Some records

[BEGIN]

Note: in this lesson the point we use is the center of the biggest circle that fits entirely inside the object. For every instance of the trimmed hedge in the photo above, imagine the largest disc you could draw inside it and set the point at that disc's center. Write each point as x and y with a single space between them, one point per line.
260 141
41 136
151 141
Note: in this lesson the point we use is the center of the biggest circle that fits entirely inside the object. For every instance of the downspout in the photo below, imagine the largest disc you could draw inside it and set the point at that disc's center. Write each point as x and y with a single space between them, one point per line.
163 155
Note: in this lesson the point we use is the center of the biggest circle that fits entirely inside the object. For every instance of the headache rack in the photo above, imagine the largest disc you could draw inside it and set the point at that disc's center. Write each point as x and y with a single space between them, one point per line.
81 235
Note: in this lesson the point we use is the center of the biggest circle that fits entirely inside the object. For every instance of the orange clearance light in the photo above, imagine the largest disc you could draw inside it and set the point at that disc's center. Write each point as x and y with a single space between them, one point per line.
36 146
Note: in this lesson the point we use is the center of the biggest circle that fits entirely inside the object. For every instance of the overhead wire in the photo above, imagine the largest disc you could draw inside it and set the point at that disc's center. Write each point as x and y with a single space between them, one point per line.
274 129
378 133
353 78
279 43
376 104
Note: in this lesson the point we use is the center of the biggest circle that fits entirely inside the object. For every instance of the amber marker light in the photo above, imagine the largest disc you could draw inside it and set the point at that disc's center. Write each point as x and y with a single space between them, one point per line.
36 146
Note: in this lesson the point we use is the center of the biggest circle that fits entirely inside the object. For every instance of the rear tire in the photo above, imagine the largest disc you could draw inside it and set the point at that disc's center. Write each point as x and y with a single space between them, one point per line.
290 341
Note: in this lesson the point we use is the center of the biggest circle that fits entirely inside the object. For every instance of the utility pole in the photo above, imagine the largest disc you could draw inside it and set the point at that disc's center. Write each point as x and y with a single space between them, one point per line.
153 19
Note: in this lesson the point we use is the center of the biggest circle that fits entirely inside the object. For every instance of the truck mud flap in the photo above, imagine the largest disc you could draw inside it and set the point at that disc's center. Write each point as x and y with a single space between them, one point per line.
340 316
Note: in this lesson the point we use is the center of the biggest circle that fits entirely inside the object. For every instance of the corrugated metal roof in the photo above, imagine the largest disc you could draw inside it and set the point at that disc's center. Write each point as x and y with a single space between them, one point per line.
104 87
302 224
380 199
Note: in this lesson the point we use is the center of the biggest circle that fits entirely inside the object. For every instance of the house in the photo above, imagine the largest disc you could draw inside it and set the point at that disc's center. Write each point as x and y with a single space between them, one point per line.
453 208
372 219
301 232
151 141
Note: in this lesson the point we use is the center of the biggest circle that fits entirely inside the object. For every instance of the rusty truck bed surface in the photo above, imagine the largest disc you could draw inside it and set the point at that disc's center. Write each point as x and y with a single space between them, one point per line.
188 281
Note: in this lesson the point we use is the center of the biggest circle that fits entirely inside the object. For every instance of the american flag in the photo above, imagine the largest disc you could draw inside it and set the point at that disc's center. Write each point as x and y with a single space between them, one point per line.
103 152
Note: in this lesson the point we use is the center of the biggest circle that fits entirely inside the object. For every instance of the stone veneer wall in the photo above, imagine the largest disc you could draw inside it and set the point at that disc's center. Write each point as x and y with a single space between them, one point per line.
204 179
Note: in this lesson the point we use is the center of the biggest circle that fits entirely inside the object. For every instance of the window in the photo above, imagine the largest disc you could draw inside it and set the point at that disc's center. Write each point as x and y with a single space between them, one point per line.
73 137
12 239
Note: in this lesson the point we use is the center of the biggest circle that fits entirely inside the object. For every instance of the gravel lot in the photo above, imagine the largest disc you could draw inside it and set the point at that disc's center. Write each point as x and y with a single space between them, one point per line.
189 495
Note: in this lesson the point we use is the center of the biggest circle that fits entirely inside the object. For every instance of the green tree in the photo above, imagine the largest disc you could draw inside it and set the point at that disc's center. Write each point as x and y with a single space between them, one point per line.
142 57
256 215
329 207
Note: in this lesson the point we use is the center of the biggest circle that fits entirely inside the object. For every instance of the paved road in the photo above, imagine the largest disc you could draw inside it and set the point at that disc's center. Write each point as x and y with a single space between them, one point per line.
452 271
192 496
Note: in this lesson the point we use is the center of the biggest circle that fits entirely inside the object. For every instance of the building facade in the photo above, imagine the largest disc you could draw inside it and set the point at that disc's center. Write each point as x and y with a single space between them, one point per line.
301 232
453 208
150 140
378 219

[END]

INSTRUCTIONS FOR THE TASK: Each record above should be restated word for word.

ANSWER FOR THE TASK:
Note: in this lesson the point we use is the center of the biggest circle that fits entirely inside the object. For every instance of the trimmed hedge in the photo above, imagine the largest disc you could draw inside it and set the point at that disc's center. Write each point as x and y with a single space between them, one point per line.
260 141
41 136
151 141
Note: in this lesson the point we use is the center of the biggest circle that fits entirely inside the object. For every instance of the downspout in the photo below, imagine the largest disc you could draw inside it and set the point at that disc's center. Write each point as x and y with a single space between them, one point per line.
163 155
Note: in this lesson the point we use is the center of the biggest circle that fits entirely inside the object. For every instance of the headache rack in the photo above, imagine the largest disc you could draw inside it and set the point at that disc's center. Write each point as x and y with a single space between them, one point per line.
81 235
Note: in this lesson the point we use is the center of the biggest circle that fits entirely inside the object. For every instance of the orange clearance light in the photo above, imagine the largest disc you could draw inside it and set the point at that disc's center. Write each point as x and y with a single space between them, one point per line.
36 146
Note: in this lesson the point we use is the center of the biggest circle that fits entirely inside the object. For every instance of the overhead wire in the photo above, imagine the largest disc you could draw inside it and set the point at that disc's center. Write each point as x and y with a single space between them, one point per line.
274 129
378 133
353 78
279 43
376 104
Note: in this lesson the point we use is the center of the biggest circle that fits entirely inside the object. For every instance of the amber marker light in the photo above, imagine the largest disc you could draw inside it and set the point at that disc's center. Write each point as x and y with a single space between them, one point per line.
36 146
Note: in this lesson the point we use is the center of the biggest circle that fits entirely inside the object. For every instance of the rear tire in the photo above, imagine the largest disc you could draw inside it and set the point at that disc's center. Write each point as x and y with a single space between them, one point per line.
290 341
Note: in this lesson the point we use is the center of the biggest circle that fits entirely inside the object. For every instance of the utility pole in the photo above, imagine the largest disc you could draw inside it and set the point at that disc's center. Write each point as x and y with a single space between them, one point per line.
153 19
Note: in this lesson the point we use is the center of the biggest circle that fits entirely inside the object. For every instance of the truck mud flap in the photo above, imagine the largest disc you could draw inside it and set the point at that disc's center. Write each point as x and y with a single space between them, one point per line.
340 316
Note: in this lesson the point we use is the center of the biggest circle that fits entirely inside the object. For every instance of the corrugated metal roof in the photo above, imagine the largest disc you could draw inside it and set the point at that disc's center. Write each point as x and y with a single space between them, one point per line.
104 87
302 224
380 199
Note: in this lesson the point we use is the center of the biggest circle that fits entirely inside the object. For every instance of the house in the photo above, imagine the largest disc you could draw inside it and set the point at that disc's center. Write each point as x and y with a single space between them, one point per line.
453 208
372 219
301 232
151 141
Note: in this lesson the point we use is the center of the biggest circle that fits entirely inside the object. For every instance of the rusty truck bed surface in the photo above, imagine the largest disc you could draw inside it and set the point at that disc's center. Write each point as x and y with a single space between them, one point per line.
188 281
Note: in this lesson the point we use is the center of the biggest circle that fits entirely inside the object. For every instance of the american flag in the photo above, imagine the largest disc you could draw inside it and set the point at that disc's center. Write each point as x and y with a single space between them, one point per line.
103 152
Note: in this lesson the point we use is the center of the biggest circle that fits entirely inside the object. For every instance of the stone veneer wall in the photo above, imagine the largest disc you could draw inside it and set the point at that disc's center. Write each point as x and y with a single space between them, one point per line.
204 179
Note: in this lesson the point we use is the center of the biggest circle that fits entirely inside the object. For every instance of the window in the photo above, imagine the largest disc you could draw inside it and set the point at that disc's center. Write each point as x and y with a single space between them, one point per line.
73 137
12 239
Note: in this lesson the point we use is the center of the biggest circle that fits entirely inside the object. For every instance of the gravel lot in the photo above, imagine the largest disc you could draw inside it and set the point at that disc's center. Write each point as x and y with a single space between them, one point per line.
189 495
Note: in this lesson the point we use is the center of the biggest circle that fits entirely inside the object. For every instance of the green tree in the photo above, imagine the largest disc you could draw inside it and set the point at that disc's center. Write each point as x and y with a single space between them, one point per line.
142 57
256 215
329 207
Note: in this lesson the point we use is the center of the biggest circle that fits entirely inside the object. For every instance of the paved road in the photo above, imagine the largest disc you could draw inside it and set the point at that disc's center. Write each point as x and y with a single space between them, one point per line.
452 271
192 496
Note: in this lesson the point we use is the center of the biggest circle that fits entirely inside the object. For every instance of the building facade in the photo above, imagine the largest disc you could draw inside it and set the point at that disc's center. Write each point as x and y with a single space between them, one point per line.
301 232
453 208
150 140
378 219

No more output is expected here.